■ Excerto do texto

————————

A propósito desta efeméride tinhamos a intenção de fazer algo diferente. E fizemos.
Foi com enorme satisfação que vi o nosso convite ser aceite. Pretendíamos uma conversa, entrevista ou como lhe queiram chamar, com o próprio Sambinha.
Por isso só podemos agradecer esta oportunidade que nos deu, junto com toda a disponibilidade, colaboração e ajuda na preparação deste artigo, sem esquecer a extrema abertura e simpatia com que nos recebeu.
Este sentimento gratidão é extensível, e muito, ao seu filho Diogo, no fundo o grande responsável pelo contacto, a grande ponte para uma figura que ajudou a marcar uma época no Belenenses. O Diogo é um indefectível Belenense, presença habitual no Estádio do Restelo e em muitos outros onde jogue o Belenenses. Para ele também o nosso muito obrigado pela oportunidade que nos proporcionou e por toda colaboração. Foi uma experiência para guardar para sempre.
Parabéns Sambinha!
No Lobito, Angola, nascia nesta data em 1955, Raúl Ferreira dos Santos.
Alguns anos mais tarde, nasceria para o futebol no Lusitano do Lobito. “Sambinha” graças a um espectador habitual dos jogos do Lusitano que, ao assistir a uma jogada sua e vendo o seu jeito gingão, terá exclamado: "parece que está a dançar o samba!". Nascia assim o nome que o acompanharia durante toda a sua carreira: Sambinha.
Jogava ainda nos juniores do Lusitano do Lobito, quando Pirralho, um ex-jogador do Belenenses o viu em acção. Pirralho que também jogava no Lusitano (seniores), ficou tão impressionado que insistiu fortemente com o Belenenses para que o viessem observar. O que veio a acontecer numa digressão que o Belenenses efectuou pouco depois a Angola.
Apesar de Sambinha não ter jogado, ao contrário do que era habitual e por razões que desconhece ainda hoje, o Belenenses confiou no “observador” ao ponto de estabelecer um acordo verbal com o Lusitano e com os pais do jogador.

————————

■ Dados brutos
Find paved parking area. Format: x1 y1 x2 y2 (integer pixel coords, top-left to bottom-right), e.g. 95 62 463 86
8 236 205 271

————————

■ O problema
Prossegue o texto sobre a carreira de Sambinha, começando depois da última frase.

■ Resultado da tarefa
Era ainda muito novo, pelo que os pais apenas autorizaram a sua vinda para Lisboa na condição de não abandonar os estudos. O Belenenses pagaria alojamento e um ordenado de um conto e quinhentos. Estávamos em 1972.
Mas os primeiros tempos, para o jovem Raúl, um estudante de apenas 17 anos de idade, não foram nada fáceis.
Uma adaptação complicada, ainda mais dificultada e muito pela distância de milhares de quilómetros da família. Um país completamente diferente de tudo o que conhecera até então, um clima que lhe era totalmente estranho.
Passados apenas dois ou três meses da sua chegada, Raúl estava praticamente decidido a desistir e voltar para trás.
Impediram-no então de o fazer (e em boa hora) as amizades que, pouco a pouco, começara a criar entre os companheiros de equipa e na zona onde morava – a Ajuda – e que o foram convencendo a ficar, valendo-lhe nos piores momentos.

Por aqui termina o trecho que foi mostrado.